» **Data records**
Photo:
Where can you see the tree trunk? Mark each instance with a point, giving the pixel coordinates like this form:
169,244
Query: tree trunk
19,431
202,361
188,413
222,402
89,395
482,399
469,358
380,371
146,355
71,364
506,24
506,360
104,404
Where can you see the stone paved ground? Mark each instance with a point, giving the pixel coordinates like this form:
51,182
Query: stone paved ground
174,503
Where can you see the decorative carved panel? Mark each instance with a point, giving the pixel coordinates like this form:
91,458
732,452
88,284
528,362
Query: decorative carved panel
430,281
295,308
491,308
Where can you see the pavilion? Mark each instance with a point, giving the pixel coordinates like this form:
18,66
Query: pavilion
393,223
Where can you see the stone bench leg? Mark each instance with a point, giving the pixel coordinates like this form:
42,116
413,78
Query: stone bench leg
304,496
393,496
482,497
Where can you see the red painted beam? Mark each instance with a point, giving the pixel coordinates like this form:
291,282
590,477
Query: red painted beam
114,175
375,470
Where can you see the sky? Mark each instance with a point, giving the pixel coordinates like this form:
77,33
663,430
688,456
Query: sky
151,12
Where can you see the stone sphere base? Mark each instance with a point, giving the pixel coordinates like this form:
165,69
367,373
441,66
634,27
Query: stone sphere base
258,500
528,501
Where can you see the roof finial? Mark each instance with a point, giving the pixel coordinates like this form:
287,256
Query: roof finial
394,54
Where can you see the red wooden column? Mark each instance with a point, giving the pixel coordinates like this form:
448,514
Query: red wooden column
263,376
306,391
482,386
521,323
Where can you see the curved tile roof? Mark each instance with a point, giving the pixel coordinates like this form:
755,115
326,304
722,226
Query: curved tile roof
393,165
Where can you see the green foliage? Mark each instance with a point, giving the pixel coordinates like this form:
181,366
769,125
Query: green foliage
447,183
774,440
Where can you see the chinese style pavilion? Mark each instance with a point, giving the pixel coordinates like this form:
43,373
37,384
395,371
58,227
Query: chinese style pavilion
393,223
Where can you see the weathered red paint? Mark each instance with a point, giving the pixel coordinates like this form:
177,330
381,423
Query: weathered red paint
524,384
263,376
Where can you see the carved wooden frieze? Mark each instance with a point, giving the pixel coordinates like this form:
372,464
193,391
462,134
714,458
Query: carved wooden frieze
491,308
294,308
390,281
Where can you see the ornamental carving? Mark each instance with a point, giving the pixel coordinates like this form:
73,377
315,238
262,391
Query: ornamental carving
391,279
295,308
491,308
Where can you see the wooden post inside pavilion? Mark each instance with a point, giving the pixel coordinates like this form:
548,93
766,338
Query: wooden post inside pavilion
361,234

» **Problem statement**
Please give the data above as a JSON list of strings, with one string per line and blank lines left out.

» **The response**
[
  "Photo:",
  "Where can you see the tree trunk? Mark each instance with a point, giving the pixel coordinates like this form:",
  "169,244",
  "Query: tree trunk",
  "19,431",
  "202,361",
  "188,413",
  "222,402",
  "89,395",
  "482,399",
  "469,358",
  "380,371",
  "146,355",
  "71,364",
  "506,24",
  "506,360",
  "104,404",
  "Where can you see the stone paved ground? Mark each instance with a point, giving the pixel coordinates like this form:",
  "51,182",
  "Query: stone paved ground",
  "174,503",
  "Where can you see the decorative carved panel? Mark each instance with a point, giving the pixel coordinates like this form:",
  "91,458",
  "732,452",
  "88,284",
  "528,362",
  "Query: decorative carved panel",
  "430,281",
  "295,308",
  "491,308",
  "Where can you see the pavilion? Mark each instance with a point, giving the pixel coordinates like this form:",
  "18,66",
  "Query: pavilion",
  "393,223",
  "Where can you see the stone bench leg? Mark each instance with a point, giving the pixel coordinates like this form:",
  "42,116",
  "413,78",
  "Query: stone bench leg",
  "304,496",
  "393,496",
  "482,497",
  "Where can you see the red painted beam? Mark each instance with a point, giving the pixel coordinates like this form:",
  "291,282",
  "590,477",
  "Query: red painted beam",
  "114,175",
  "375,470",
  "Where can you see the sky? Mark each instance with a point, giving the pixel coordinates like this form:",
  "77,33",
  "663,430",
  "688,456",
  "Query: sky",
  "151,12",
  "Where can you see the stone sphere base? Mark each instance with a point, giving the pixel coordinates like this form:",
  "165,69",
  "367,373",
  "441,66",
  "634,27",
  "Query: stone sphere base",
  "258,500",
  "528,501",
  "Where can you see the roof finial? Mark each instance with a point, giving the pixel coordinates like this form:",
  "287,256",
  "Query: roof finial",
  "394,54",
  "Where can you see the red wooden column? Mark each instance with a point, giving the pixel coordinates like this form:",
  "448,514",
  "Query: red wooden column",
  "263,376",
  "306,391",
  "482,386",
  "521,323",
  "Where can you see the curved tile roof? Mark each instance with a point, giving the pixel coordinates like this form:",
  "755,115",
  "326,304",
  "722,226",
  "Query: curved tile roof",
  "393,165",
  "Where can you see the green foliage? Mark each instance with a point, giving the pixel coordinates like this form:",
  "181,366",
  "769,125",
  "Query: green foliage",
  "447,183",
  "774,440",
  "Where can you see the chinese style pavilion? Mark each instance with a point, giving the pixel coordinates like this form:",
  "43,373",
  "37,384",
  "395,371",
  "58,227",
  "Query: chinese style pavilion",
  "393,223",
  "Where can you see the weathered red paint? Mark each instance with a point, giving the pixel coordinates like this form:",
  "177,330",
  "381,423",
  "Query: weathered red paint",
  "524,384",
  "263,376",
  "Where can you see the carved wooden frieze? Mark each instance with a point, giving the pixel coordinates like this form:",
  "372,464",
  "193,391",
  "462,134",
  "714,458",
  "Query: carved wooden frieze",
  "491,308",
  "294,308",
  "390,281",
  "Where can you see the ornamental carving? Mark each instance with a point, giving the pixel coordinates like this form:",
  "73,377",
  "315,238",
  "262,391",
  "Query: ornamental carving",
  "391,279",
  "295,308",
  "491,308",
  "Where can you see the wooden post inside pavilion? Mark each instance with a point, giving the pixel coordinates like this form:",
  "548,93",
  "766,338",
  "Query: wooden post inside pavilion",
  "361,234"
]